Task instructions:
A. In the issue about a download-files script, by roughly what factor would downloading only segmentation.nii.gz cut the data volume for head-and-neck patients?
B. Continue the issue about a download-files script from the point where it stops.

Text shown:
InnerEye-DeepLearning icon indicating copy to clipboard operation
InnerEye-DeepLearning copied to clipboard

Add a "download files" script that recognizes patterns

Open ant0nsc opened this issue 3 years ago • 2 comments

Allow user to specify subset of results for easy download => At present I can navigate to an experiment’s azureml/ExperimentRun/dcid.my_run_id/outputs folder, but then the options for bulk download are a bit constrained. As a specific use case, I’d like to be able to download segmentation.nii.gz for all patients in the test dataset. These are all under outputs/epoch_xyz/Test, but together with the individual-organ segmentations. For head-and-neck patients, being able to download only the segmentation.nii.gz would reduce the data volume by about a factor of 20.

@kh296

AB#4218

ant0nsc avatar Jul 06 '21 10:07 ant0nsc

Example of how that could be invoked:

  • python download_files.py --run abc_123 --pattern segmentation.nii.gz would download all files that contain "segmentation.nii.gz"

Information supplied:
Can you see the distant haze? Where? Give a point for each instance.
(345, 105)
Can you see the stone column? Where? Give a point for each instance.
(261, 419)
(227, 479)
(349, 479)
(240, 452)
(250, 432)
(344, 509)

Answers per task:
A. By about a factor of 20.

B.
  • --pattern "Test/*/segmentation.nii.gz" would restrict to the test folder.
  • Should we make pattern effectively a regex?

ant0nsc avatar Jul 06 '21 10:07 ant0nsc

The syntax looks fine to me, and making pattern effectively a regex sounds like a good idea. It would also be nice to be able to specify a list of patterns, for example: --patern "Test/*/segmentation.nii.gz Test/metrics.csv"

The folder hierarchy after download should probably be the same as before download. For example: --run abc_123 --patern "Test/*/segmentation.nii.gz" would download to abc_123/outputs/epoch*/Test/*/segmentation.nii.gz; --run abc_123 --patern "Test/metrics.csv" would download to abc_123/outputs/CrossValResults/*/epoch*/Test/metrics.csv .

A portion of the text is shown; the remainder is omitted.